_ISTRUZIONI DEL COMPITO:_ Trascriva parola per parola il passo dell'intervista sul romanzo compreso tra "I centotanti anni" e "entra nella Storia.", estremi inclusi.

_TESTO DI PARTENZA:_

───

Inizialmente mi sono affidata alle mie conoscenze derivanti da letture, studi universitari, film e documentari visti, mi sono affidata alla descrizione di luoghi vissuti, luoghi dell’anima, scomposti e ricomposti come luoghi letterari, in questo modo ho posto le basi storico-geografiche del romanzo. Mi sono poi costantemente preoccupata di avere coerenza nella narrazione e per questo mi sono opportunamente documentata: ho verificato che il linguaggio dei dialoghi fosse coerente con l’epoca, ho fatto ricerche sugli usi, sull’alimentazione, sul modo di viaggiare, di vestire, sulle musiche, e su ulteriori elementi che, sebbene non presenti nella narrazione, sono serviti per comprendere appieno i personaggi e farli agire in modo coerente. Man mano che la trama prendeva forma e i personaggi si caratterizzavano, ho riempito il romanzo di dettagli di vita familiare e di eventi storici, elementi narrativi fortemente connessi.
Lei racconta la vita del longevo Costanzo de Sanctis vissuto fino a 140 anni.
In qual misura ha voluto che la Letteratura s’inserisse in un dibattito etico-medico circa la longevità?
Studi scientifici hanno fissato la “scadenza biologica” dell’uomo a 140 anni, traguardo che però non si riscontra nella realtà della vita; io ho trasposto questo limite nel “rimanere vivi” nella memoria e negli affetti.
I centotanti anni di Costì, per utilizzare un’espressione del romanzo a me cara, non sono un numero bensì un concetto: è importante riempie la vita di tanto affetto, tante esperienze e tante relazioni sociali.
Una saga che squarcia tradizioni familiari arrugginite ed obsolete.
Quali tratti assume la Storia nella ricerca di coordinate, d’interpretazioni univoche della realtà, di superamento delle contraddizioni del nostro complesso tempo?
Nel romanzo vicende storiche e vicende familiari si incontrano e si scontrano, muovendosi insieme sulla linea del tempo e determinando i cambiamenti sociali: talvolta lenti e silenziosi, altre volte conflittuali. La Storia entra nella famiglia e la famiglia entra nella Storia.

───

_DATI FORNITI:_
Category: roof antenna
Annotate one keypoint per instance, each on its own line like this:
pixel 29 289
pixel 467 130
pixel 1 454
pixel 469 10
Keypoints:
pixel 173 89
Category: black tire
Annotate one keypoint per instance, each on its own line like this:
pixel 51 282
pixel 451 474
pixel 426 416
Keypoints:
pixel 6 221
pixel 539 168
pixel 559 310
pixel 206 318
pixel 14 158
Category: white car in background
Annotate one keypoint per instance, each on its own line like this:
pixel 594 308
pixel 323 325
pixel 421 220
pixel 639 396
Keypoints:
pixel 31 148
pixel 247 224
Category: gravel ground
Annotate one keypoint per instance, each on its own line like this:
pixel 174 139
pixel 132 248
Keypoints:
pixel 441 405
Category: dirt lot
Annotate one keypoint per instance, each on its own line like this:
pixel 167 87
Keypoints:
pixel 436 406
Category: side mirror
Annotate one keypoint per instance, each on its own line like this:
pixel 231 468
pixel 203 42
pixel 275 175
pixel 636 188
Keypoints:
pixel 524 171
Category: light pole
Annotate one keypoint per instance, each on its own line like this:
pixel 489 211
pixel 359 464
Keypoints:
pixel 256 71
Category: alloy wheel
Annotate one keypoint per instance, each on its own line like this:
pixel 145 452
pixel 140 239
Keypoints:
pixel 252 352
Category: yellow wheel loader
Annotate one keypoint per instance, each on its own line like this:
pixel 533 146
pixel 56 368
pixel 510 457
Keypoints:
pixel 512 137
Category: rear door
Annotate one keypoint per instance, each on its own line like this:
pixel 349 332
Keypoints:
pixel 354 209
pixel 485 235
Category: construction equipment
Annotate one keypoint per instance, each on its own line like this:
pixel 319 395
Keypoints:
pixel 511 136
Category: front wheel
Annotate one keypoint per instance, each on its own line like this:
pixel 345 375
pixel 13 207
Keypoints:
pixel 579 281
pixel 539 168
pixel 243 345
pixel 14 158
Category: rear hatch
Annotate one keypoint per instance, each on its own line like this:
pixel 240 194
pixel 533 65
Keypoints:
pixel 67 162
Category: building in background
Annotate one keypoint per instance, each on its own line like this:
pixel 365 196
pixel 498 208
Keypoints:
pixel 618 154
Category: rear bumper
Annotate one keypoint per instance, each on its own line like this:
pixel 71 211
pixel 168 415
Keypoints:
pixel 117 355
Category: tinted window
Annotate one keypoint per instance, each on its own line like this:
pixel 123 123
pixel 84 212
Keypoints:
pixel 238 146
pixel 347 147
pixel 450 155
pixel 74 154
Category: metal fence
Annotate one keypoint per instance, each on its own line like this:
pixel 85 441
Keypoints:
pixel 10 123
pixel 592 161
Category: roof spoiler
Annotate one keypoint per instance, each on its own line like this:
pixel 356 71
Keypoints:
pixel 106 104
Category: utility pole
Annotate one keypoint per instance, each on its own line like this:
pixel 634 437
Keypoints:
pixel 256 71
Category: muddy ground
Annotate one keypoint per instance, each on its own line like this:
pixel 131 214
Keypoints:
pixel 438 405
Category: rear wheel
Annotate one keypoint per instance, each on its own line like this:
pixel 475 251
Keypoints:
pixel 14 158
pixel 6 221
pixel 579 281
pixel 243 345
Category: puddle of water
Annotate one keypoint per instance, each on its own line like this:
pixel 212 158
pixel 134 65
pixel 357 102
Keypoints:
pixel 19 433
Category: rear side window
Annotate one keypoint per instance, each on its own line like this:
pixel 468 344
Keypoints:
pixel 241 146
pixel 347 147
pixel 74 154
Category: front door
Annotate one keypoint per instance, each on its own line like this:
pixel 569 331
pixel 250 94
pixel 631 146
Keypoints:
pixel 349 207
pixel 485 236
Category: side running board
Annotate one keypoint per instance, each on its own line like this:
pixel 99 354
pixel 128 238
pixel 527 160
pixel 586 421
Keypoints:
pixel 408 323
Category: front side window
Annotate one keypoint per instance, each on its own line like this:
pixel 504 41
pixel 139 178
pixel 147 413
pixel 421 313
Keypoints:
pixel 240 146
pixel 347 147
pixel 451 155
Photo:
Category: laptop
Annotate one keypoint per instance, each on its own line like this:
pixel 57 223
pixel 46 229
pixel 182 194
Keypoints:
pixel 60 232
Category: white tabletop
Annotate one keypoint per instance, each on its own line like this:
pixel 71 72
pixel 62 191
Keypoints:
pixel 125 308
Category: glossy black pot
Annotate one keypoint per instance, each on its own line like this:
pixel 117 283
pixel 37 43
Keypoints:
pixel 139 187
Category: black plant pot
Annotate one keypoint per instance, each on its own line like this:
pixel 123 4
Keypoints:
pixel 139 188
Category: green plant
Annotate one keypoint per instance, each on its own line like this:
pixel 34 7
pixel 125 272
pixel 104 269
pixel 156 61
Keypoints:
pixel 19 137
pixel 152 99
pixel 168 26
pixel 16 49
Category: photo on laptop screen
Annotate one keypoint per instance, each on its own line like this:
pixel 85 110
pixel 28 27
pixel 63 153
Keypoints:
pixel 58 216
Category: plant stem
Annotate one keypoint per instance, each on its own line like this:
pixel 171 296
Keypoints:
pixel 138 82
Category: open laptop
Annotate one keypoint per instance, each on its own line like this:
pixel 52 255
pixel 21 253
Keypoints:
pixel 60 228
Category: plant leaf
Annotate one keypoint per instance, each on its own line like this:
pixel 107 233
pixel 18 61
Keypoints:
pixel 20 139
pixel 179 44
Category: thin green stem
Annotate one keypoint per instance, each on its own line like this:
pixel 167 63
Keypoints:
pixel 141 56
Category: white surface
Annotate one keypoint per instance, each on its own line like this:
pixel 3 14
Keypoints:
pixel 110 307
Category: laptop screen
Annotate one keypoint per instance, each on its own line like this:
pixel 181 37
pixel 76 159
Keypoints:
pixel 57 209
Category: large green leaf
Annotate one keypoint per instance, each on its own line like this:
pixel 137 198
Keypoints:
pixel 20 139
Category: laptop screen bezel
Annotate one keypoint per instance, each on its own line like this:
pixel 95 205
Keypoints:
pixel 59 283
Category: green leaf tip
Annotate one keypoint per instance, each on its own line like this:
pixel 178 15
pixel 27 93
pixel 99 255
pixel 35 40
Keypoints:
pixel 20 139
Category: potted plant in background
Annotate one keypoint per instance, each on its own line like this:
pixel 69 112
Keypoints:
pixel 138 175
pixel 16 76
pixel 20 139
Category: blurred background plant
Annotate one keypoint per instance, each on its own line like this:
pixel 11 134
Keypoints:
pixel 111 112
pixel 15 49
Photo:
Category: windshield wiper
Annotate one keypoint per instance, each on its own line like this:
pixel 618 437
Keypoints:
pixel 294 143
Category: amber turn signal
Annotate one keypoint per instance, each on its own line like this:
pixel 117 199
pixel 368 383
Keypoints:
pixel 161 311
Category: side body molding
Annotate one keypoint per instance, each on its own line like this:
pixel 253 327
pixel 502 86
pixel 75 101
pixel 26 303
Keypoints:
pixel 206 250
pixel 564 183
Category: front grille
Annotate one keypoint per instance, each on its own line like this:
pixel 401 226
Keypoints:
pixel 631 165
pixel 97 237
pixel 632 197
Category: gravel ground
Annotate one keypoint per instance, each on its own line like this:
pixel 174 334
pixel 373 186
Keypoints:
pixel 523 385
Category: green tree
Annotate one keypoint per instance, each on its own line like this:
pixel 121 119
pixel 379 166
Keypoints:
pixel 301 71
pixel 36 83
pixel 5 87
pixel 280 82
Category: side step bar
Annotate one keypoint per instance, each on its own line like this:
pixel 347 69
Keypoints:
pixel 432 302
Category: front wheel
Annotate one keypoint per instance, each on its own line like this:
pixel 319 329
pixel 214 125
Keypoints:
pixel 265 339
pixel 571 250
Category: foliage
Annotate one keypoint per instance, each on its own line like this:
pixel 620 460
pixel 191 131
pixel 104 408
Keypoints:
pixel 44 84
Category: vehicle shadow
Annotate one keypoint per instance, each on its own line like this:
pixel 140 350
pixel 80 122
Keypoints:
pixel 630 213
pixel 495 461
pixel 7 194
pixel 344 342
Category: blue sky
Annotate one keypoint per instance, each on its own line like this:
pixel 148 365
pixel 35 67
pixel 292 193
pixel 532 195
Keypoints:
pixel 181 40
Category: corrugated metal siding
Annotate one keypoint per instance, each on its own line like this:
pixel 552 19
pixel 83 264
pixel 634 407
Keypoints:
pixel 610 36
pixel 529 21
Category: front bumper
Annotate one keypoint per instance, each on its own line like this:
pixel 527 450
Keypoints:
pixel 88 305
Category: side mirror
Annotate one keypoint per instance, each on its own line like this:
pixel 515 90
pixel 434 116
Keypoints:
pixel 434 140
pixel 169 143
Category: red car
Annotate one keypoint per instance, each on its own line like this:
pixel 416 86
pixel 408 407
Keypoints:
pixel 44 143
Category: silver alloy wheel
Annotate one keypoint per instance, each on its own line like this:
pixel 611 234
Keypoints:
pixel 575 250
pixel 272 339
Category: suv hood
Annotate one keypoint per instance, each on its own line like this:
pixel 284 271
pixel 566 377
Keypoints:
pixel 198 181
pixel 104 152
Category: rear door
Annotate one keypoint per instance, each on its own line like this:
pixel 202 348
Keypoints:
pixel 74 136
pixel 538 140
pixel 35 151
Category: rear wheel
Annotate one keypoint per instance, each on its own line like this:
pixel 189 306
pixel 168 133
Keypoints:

───

_RISULTATO DELL'ESERCIZIO:_
I centotanti anni di Costì, per utilizzare un’espressione del romanzo a me cara, non sono un numero bensì un concetto: è importante riempie la vita di tanto affetto, tante esperienze e tante relazioni sociali.
Una saga che squarcia tradizioni familiari arrugginite ed obsolete.
Quali tratti assume la Storia nella ricerca di coordinate, d’interpretazioni univoche della realtà, di superamento delle contraddizioni del nostro complesso tempo?
Nel romanzo vicende storiche e vicende familiari si incontrano e si scontrano, muovendosi insieme sulla linea del tempo e determinando i cambiamenti sociali: talvolta lenti e silenziosi, altre volte conflittuali. La Storia entra nella famiglia e la famiglia entra nella Storia.